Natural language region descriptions
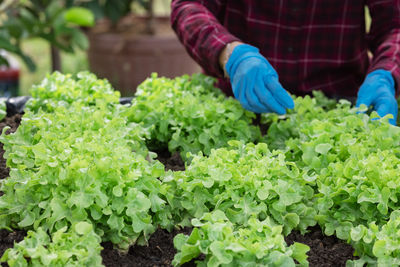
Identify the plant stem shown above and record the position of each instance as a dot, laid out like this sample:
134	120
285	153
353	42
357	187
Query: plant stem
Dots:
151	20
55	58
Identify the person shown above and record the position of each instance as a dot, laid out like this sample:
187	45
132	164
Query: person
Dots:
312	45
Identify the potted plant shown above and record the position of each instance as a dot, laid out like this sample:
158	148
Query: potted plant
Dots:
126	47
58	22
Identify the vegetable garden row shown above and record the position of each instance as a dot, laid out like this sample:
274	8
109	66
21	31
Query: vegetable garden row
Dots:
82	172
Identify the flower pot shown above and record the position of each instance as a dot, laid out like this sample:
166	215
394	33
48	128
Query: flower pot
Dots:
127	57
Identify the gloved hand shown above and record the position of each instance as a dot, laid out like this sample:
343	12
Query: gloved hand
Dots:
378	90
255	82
---
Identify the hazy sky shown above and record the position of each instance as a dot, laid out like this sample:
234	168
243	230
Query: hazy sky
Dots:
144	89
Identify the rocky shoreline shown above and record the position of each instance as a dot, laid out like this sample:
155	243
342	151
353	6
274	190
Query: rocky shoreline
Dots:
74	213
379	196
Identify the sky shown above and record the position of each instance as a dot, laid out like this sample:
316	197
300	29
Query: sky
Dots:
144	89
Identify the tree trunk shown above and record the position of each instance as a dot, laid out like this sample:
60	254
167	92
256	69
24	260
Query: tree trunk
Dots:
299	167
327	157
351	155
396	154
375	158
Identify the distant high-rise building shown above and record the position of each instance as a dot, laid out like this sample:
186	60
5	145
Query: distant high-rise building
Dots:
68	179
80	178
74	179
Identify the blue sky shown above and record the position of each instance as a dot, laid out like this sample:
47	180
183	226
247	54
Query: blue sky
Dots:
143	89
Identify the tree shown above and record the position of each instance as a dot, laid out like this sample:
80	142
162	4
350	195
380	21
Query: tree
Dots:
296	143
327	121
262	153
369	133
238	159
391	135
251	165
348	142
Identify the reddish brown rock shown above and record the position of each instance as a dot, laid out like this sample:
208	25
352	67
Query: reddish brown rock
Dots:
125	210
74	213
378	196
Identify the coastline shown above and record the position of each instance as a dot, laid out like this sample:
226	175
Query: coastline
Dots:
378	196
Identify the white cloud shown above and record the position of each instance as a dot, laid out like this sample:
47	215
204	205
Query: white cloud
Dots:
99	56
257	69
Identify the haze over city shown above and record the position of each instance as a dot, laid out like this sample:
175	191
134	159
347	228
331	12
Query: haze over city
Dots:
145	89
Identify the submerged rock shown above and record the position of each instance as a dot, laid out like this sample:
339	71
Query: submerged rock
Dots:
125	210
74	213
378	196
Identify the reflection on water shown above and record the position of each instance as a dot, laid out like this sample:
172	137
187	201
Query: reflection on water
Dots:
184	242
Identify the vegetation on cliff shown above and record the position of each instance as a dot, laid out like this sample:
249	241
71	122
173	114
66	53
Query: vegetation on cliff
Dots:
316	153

**PROBLEM TO WORK ON:**
Show the lines of the records that contain the word "high".

**EXERCISE OUTPUT:**
Identify the distant high-rise building shown above and record the position of each instance as a dot, laid out like this sample:
Query: distant high-rise building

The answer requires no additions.